TASK ITEM - Write the records out again exactly, leaving no images in.

(Stored data)
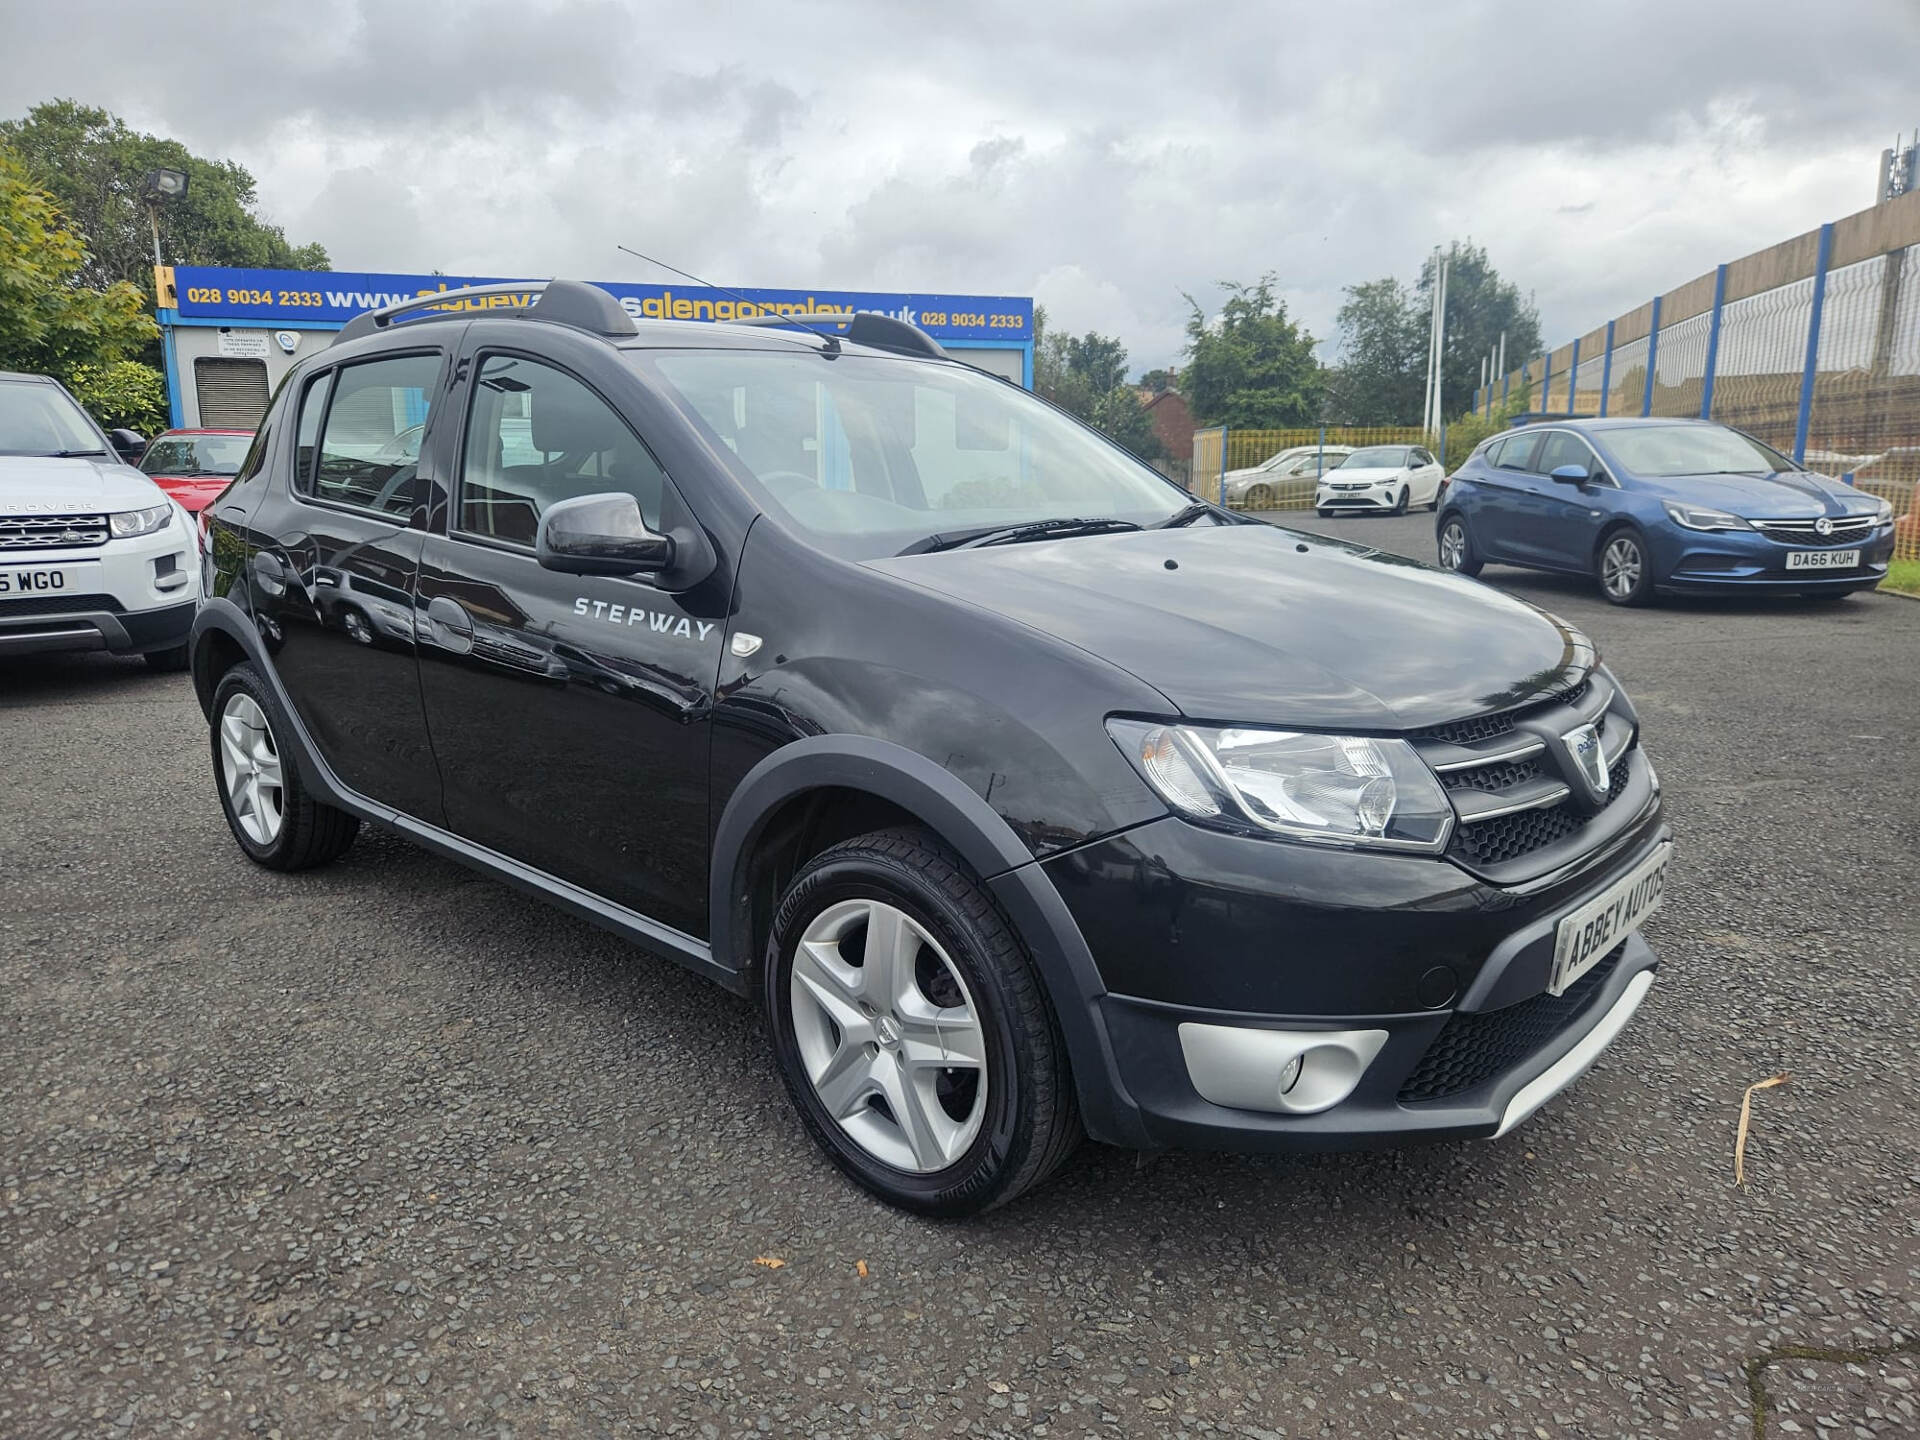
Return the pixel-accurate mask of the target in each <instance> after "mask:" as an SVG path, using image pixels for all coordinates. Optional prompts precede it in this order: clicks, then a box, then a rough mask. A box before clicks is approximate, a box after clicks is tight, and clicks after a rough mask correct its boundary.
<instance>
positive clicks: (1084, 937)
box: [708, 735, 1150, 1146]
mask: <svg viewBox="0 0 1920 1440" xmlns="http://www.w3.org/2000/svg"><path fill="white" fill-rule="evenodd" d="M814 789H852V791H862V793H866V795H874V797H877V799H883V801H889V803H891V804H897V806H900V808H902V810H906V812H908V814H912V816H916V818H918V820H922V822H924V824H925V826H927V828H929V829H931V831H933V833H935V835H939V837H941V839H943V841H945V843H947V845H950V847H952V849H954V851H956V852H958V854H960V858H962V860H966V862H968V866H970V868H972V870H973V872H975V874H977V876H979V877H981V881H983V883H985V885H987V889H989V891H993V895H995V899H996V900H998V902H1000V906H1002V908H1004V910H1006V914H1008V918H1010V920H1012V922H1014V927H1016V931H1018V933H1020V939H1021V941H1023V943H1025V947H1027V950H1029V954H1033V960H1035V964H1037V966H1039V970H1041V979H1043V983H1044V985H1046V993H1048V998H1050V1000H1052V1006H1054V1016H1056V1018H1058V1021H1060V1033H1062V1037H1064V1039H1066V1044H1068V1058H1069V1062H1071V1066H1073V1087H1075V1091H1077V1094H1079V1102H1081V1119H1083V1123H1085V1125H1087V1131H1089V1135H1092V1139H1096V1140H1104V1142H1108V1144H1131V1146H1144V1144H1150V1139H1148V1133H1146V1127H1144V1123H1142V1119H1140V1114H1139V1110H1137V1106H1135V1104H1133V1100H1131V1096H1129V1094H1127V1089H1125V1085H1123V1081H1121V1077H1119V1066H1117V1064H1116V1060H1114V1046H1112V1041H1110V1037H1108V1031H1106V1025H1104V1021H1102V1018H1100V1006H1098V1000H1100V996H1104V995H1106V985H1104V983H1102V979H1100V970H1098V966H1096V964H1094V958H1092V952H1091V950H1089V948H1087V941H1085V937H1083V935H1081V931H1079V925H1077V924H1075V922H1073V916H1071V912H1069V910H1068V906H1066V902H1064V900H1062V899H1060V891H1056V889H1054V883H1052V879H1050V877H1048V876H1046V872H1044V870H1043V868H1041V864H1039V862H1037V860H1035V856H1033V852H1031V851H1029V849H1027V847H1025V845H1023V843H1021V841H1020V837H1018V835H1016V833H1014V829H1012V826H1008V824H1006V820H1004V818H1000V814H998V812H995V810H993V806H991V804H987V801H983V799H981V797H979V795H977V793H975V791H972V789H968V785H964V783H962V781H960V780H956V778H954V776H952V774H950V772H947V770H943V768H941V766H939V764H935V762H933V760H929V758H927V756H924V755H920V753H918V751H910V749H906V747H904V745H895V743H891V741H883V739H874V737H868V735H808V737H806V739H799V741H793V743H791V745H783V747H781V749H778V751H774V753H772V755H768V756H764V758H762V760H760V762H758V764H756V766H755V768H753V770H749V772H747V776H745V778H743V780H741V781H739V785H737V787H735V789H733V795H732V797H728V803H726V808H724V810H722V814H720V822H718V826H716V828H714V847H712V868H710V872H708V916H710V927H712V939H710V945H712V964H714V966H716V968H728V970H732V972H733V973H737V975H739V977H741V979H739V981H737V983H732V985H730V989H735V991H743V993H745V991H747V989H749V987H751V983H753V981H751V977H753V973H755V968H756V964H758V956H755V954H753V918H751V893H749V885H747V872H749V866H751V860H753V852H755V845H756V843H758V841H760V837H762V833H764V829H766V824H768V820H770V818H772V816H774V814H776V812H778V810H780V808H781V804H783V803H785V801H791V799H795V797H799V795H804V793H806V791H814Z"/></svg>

ANSWER BOX -
Return the pixel-accurate mask of the target in each <instance> after "mask:" as an SVG path, using image pixels for all coordinates. Optional prompts precede it in this order: clicks, then a box, then a rough mask. A box before clicks is approximate, a box after clicks is tight, and clicks after a rough mask correct its boundary.
<instance>
positive clicks: (1084, 937)
box: [708, 735, 1150, 1146]
mask: <svg viewBox="0 0 1920 1440" xmlns="http://www.w3.org/2000/svg"><path fill="white" fill-rule="evenodd" d="M814 789H852V791H862V793H866V795H874V797H877V799H883V801H889V803H891V804H897V806H900V808H902V810H906V812H908V814H912V816H916V818H918V820H922V822H924V824H925V826H927V828H929V829H931V831H933V833H935V835H939V837H941V839H943V841H945V843H947V845H950V847H952V849H954V851H956V852H958V854H960V858H962V860H966V862H968V866H970V868H972V870H973V872H975V874H977V876H979V877H981V881H983V883H985V885H987V889H989V891H993V895H995V899H996V900H998V902H1000V906H1002V908H1004V910H1006V914H1008V918H1010V920H1012V922H1014V927H1016V931H1018V933H1020V939H1021V941H1023V943H1025V947H1027V950H1029V954H1033V960H1035V964H1037V966H1039V970H1041V979H1043V983H1044V985H1046V993H1048V998H1050V1000H1052V1006H1054V1016H1056V1018H1058V1021H1060V1033H1062V1037H1064V1039H1066V1044H1068V1058H1069V1062H1071V1066H1073V1087H1075V1091H1077V1094H1079V1102H1081V1119H1083V1123H1085V1125H1087V1131H1089V1135H1092V1139H1096V1140H1104V1142H1108V1144H1131V1146H1144V1144H1150V1139H1148V1133H1146V1127H1144V1123H1142V1119H1140V1114H1139V1110H1137V1106H1135V1104H1133V1100H1131V1096H1129V1094H1127V1089H1125V1085H1123V1081H1121V1077H1119V1066H1117V1064H1116V1060H1114V1046H1112V1041H1110V1037H1108V1031H1106V1025H1104V1021H1102V1018H1100V1006H1098V1000H1100V996H1104V995H1106V985H1104V983H1102V979H1100V970H1098V966H1096V964H1094V958H1092V952H1091V950H1089V948H1087V941H1085V937H1083V935H1081V931H1079V925H1077V924H1075V922H1073V916H1071V912H1069V910H1068V906H1066V902H1064V900H1062V899H1060V891H1056V889H1054V883H1052V879H1050V877H1048V876H1046V872H1044V870H1043V868H1041V864H1039V862H1037V860H1035V856H1033V852H1031V851H1029V849H1027V847H1025V845H1023V843H1021V841H1020V837H1018V835H1016V833H1014V829H1012V826H1008V824H1006V820H1004V818H1000V814H998V812H995V810H993V806H991V804H987V801H983V799H981V797H979V795H977V793H975V791H972V789H968V785H964V783H962V781H960V780H956V778H954V776H952V774H950V772H947V770H943V768H941V766H939V764H935V762H933V760H929V758H927V756H924V755H920V753H918V751H910V749H906V747H904V745H895V743H891V741H883V739H874V737H868V735H808V737H806V739H799V741H793V743H791V745H783V747H781V749H778V751H774V753H772V755H768V756H764V758H762V760H760V762H758V764H756V766H755V768H753V770H749V772H747V776H745V778H743V780H741V781H739V785H737V787H735V789H733V795H732V797H728V803H726V808H724V810H722V814H720V822H718V826H716V828H714V847H712V868H710V872H708V916H710V927H712V939H710V945H712V964H714V966H716V968H728V970H732V972H733V973H737V975H739V977H741V979H739V981H737V983H732V985H730V989H735V991H743V993H745V991H747V989H749V987H751V983H753V981H751V977H753V973H755V968H756V964H758V956H755V954H753V918H751V893H749V885H747V872H749V866H751V860H753V852H755V845H756V843H758V841H760V837H762V833H764V829H766V824H768V820H770V818H772V816H774V814H776V812H778V810H780V808H781V804H783V803H785V801H791V799H795V797H799V795H804V793H806V791H814Z"/></svg>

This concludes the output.